=== Work required ===
Every entry must be duplicated word for word.

=== Available data ===
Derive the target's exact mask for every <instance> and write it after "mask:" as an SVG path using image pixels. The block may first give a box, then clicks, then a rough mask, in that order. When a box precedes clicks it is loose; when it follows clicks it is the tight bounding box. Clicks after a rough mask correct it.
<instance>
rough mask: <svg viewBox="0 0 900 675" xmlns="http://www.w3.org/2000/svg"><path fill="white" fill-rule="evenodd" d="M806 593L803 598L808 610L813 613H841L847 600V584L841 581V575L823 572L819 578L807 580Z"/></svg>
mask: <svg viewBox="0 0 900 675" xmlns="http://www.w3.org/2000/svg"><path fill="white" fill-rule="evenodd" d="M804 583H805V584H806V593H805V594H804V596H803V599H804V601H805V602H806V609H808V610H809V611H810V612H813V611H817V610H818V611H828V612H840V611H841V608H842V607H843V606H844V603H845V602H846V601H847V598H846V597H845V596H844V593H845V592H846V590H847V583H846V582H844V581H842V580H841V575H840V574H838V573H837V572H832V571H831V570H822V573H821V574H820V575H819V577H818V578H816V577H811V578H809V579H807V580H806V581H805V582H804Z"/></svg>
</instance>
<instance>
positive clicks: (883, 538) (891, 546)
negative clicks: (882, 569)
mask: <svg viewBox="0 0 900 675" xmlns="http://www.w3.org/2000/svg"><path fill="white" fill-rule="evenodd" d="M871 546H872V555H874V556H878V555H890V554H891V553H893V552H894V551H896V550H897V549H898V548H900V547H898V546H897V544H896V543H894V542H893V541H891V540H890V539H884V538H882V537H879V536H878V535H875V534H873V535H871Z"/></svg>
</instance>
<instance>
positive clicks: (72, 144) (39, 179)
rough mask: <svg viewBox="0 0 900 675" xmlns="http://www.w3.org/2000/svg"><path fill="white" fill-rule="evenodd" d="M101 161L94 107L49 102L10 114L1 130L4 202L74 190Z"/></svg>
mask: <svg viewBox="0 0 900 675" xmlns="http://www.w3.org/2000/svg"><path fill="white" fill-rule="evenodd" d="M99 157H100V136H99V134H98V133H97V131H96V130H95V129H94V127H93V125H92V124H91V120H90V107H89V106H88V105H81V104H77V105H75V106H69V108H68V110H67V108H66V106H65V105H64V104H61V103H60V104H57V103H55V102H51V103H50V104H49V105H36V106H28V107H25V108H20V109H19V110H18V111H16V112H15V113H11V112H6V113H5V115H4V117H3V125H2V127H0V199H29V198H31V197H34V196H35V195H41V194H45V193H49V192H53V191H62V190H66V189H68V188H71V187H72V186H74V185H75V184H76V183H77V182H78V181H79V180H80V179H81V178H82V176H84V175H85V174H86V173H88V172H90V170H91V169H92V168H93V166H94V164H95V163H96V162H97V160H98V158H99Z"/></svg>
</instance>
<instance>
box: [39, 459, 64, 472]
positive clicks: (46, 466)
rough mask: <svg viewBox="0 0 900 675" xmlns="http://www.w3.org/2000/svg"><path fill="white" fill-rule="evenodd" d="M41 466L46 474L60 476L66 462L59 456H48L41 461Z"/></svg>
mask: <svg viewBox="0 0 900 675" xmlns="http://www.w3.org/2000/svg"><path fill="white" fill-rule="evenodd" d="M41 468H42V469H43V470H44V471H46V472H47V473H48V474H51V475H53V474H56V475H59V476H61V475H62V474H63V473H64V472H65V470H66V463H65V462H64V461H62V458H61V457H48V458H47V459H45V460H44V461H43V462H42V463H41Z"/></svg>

=== Solution to this exercise ===
Derive the target's exact mask for every <instance> and write it after "mask:" as an SVG path using image pixels. The block may first give a box, then clicks, then a rough mask, in that order. When a box precedes clicks it is loose; when it follows clicks it is the tight bounding box. Clicks after a rough mask correct it.
<instance>
rough mask: <svg viewBox="0 0 900 675" xmlns="http://www.w3.org/2000/svg"><path fill="white" fill-rule="evenodd" d="M806 593L803 598L808 610L813 613H841L847 600V584L841 581V575L823 572L819 578L807 580Z"/></svg>
mask: <svg viewBox="0 0 900 675" xmlns="http://www.w3.org/2000/svg"><path fill="white" fill-rule="evenodd" d="M804 583H805V584H806V593H805V594H804V596H803V599H804V601H805V602H806V609H808V610H809V611H810V612H813V611H817V610H818V611H828V612H840V611H841V608H842V607H843V606H844V603H845V602H846V601H847V598H846V597H845V596H844V593H845V592H846V590H847V583H846V582H844V581H842V580H841V575H840V574H838V573H837V572H832V571H831V570H822V573H821V574H820V575H819V577H818V578H816V577H811V578H809V579H807V580H806V581H805V582H804Z"/></svg>
</instance>
<instance>
positive clicks: (883, 538) (891, 546)
negative clicks: (882, 569)
mask: <svg viewBox="0 0 900 675" xmlns="http://www.w3.org/2000/svg"><path fill="white" fill-rule="evenodd" d="M871 546H872V555H874V556H878V555H890V554H891V553H893V552H894V551H896V550H897V549H898V548H900V547H898V546H897V544H896V543H894V542H893V541H891V540H890V539H884V538H882V537H879V536H878V535H875V534H873V535H871Z"/></svg>
</instance>
<instance>
positive clicks: (72, 144) (39, 179)
rough mask: <svg viewBox="0 0 900 675" xmlns="http://www.w3.org/2000/svg"><path fill="white" fill-rule="evenodd" d="M101 161L94 107L49 102L10 114L1 130L4 202L74 190Z"/></svg>
mask: <svg viewBox="0 0 900 675" xmlns="http://www.w3.org/2000/svg"><path fill="white" fill-rule="evenodd" d="M99 157H100V136H99V134H98V133H97V131H96V130H95V129H94V127H93V125H92V124H91V120H90V107H89V106H88V105H81V104H77V105H75V106H69V108H68V110H67V108H66V106H65V105H64V104H61V103H60V104H57V103H55V102H51V103H50V104H49V105H36V106H28V107H25V108H20V109H19V110H18V111H16V112H15V113H11V112H6V113H5V115H4V117H3V125H2V127H0V199H29V198H31V197H34V196H35V195H41V194H45V193H49V192H53V191H62V190H66V189H68V188H71V187H72V186H74V185H75V184H76V183H77V182H78V181H79V180H80V179H81V178H82V176H84V175H85V174H86V173H88V172H90V170H91V169H92V168H93V166H94V164H95V163H96V162H97V160H98V158H99Z"/></svg>
</instance>
<instance>
box: [39, 459, 64, 472]
positive clicks: (46, 466)
rough mask: <svg viewBox="0 0 900 675" xmlns="http://www.w3.org/2000/svg"><path fill="white" fill-rule="evenodd" d="M41 466L46 474L60 476L66 462L59 456H48L41 461Z"/></svg>
mask: <svg viewBox="0 0 900 675" xmlns="http://www.w3.org/2000/svg"><path fill="white" fill-rule="evenodd" d="M41 468H42V469H43V470H44V471H46V472H47V473H48V474H51V475H53V474H56V475H59V476H61V475H62V474H63V473H64V472H65V470H66V463H65V462H64V461H62V458H61V457H48V458H47V459H45V460H44V461H43V462H42V463H41Z"/></svg>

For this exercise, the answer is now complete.